*YOUR INSTRUCTIONS*
Extract every line of the records below and reproduce each one verbatim, in its original order.

-=-=-=-=-

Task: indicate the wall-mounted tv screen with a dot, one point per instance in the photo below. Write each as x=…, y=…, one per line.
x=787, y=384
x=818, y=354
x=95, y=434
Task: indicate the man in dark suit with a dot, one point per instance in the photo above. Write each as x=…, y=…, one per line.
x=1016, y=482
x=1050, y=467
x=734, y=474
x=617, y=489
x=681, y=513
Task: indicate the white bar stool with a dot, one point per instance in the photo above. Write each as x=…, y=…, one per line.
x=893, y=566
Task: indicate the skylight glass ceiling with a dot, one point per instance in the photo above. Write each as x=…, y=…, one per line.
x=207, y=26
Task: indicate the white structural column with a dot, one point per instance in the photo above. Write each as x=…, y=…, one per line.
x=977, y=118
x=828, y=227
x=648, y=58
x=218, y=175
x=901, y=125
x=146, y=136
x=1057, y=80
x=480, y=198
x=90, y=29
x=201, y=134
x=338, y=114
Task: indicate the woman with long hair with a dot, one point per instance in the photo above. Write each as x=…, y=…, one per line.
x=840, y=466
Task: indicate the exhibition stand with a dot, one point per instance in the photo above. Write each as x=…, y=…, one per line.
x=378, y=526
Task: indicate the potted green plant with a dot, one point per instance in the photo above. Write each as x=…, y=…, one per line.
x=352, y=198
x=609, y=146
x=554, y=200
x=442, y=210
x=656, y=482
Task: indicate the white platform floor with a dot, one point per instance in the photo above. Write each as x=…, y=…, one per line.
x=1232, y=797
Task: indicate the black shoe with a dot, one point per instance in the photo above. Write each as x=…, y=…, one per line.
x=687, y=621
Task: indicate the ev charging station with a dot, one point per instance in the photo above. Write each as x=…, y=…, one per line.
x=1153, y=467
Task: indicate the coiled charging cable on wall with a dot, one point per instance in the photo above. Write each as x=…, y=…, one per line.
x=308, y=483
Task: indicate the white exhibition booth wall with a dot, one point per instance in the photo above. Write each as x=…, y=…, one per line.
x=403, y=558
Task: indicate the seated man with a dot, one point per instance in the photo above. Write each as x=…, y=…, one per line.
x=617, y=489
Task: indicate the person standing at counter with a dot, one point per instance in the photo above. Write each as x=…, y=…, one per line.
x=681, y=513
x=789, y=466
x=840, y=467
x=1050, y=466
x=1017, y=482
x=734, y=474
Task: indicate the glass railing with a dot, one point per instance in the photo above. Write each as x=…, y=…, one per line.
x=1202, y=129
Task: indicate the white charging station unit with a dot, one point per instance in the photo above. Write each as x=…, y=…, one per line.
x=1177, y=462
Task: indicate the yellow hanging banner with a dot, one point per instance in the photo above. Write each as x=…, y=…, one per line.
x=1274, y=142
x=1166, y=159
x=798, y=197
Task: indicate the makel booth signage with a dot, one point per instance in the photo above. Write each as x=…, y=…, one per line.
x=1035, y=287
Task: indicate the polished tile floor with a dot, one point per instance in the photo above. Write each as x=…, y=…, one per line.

-=-=-=-=-

*EXPECTED OUTPUT*
Task: indicate the wall-mounted tv screen with a dot, one point per instance in the photo below. Write each as x=…, y=…, one per line.
x=787, y=384
x=818, y=354
x=95, y=434
Task: indicate the man in dark suit with a dot, one point per instance in the photo above. Write each as x=…, y=…, one per line.
x=1016, y=482
x=1050, y=467
x=734, y=474
x=617, y=489
x=681, y=513
Task: indicate the white bar stool with a dot, one point per instance in the photo above. Write each as x=…, y=…, one per line.
x=893, y=566
Task: indicate the skylight glass ceiling with a dot, one point per instance in the photo above. Write each as x=…, y=…, one per line.
x=207, y=26
Task: indicate the white structural column with a dot, one point per instance in the photo above. Write each as x=…, y=…, one per line.
x=977, y=118
x=828, y=227
x=648, y=58
x=218, y=175
x=901, y=125
x=146, y=136
x=1057, y=80
x=480, y=198
x=90, y=29
x=201, y=134
x=338, y=114
Task: indicate the woman with long hair with a dot, one point per instance in the photo above. Write each as x=…, y=…, one per line.
x=840, y=466
Task: indicate the exhibition stand with a dot, one point per instance in the photo above. Write each as x=…, y=…, one per line.
x=378, y=526
Task: indicate the potted green plant with a dot, one point per instance in the photo above. Write each as x=…, y=…, one per line.
x=352, y=198
x=609, y=146
x=554, y=200
x=442, y=210
x=656, y=482
Task: indicate the white platform floor with a dot, one point per instance in the photo above. Write each as x=…, y=…, one per line.
x=1232, y=797
Task: indicate the black shoe with a dot, one point per instance in the photo above. Write each as x=…, y=…, one per line.
x=687, y=621
Task: indicate the ev charging station with a dot, one point per instance in the photo above. Write each as x=…, y=…, one per line.
x=1153, y=467
Task: indicate the coiled charging cable on wall with a dot, one point per instance in the photo above. Write each as x=…, y=…, one per line.
x=308, y=483
Task: indicate the white exhibition booth wall with a dot, one point per instance in the photo above. Write each as x=…, y=…, one per line.
x=403, y=558
Task: indicate the seated man with a dot, one point per instance in the photo above. Write each as x=…, y=…, one per line.
x=617, y=489
Task: indicate the person standing at counter with a dot, one point per instance in the photo above. Write each as x=…, y=…, one per line.
x=681, y=513
x=789, y=466
x=840, y=467
x=1050, y=466
x=1017, y=482
x=734, y=474
Task: indicate the glass railing with a dot, one point per instance in the photo above. Write each as x=…, y=…, one per line.
x=1202, y=129
Task: indicate the white charging station unit with a dot, one point per instance in the photo above. Write each as x=…, y=…, one per line.
x=1177, y=462
Task: indicate the yellow hanging banner with a dot, one point per instance in the photo above. Write each as x=…, y=…, one per line.
x=1274, y=142
x=1166, y=159
x=798, y=197
Task: indicate the makel booth signage with a dot, one point per instance in the photo above. Write each as x=…, y=…, one per line.
x=1035, y=287
Task: indicate the polished tile floor with a dot, one point per instance in the photo above. Write each as x=…, y=…, one per line.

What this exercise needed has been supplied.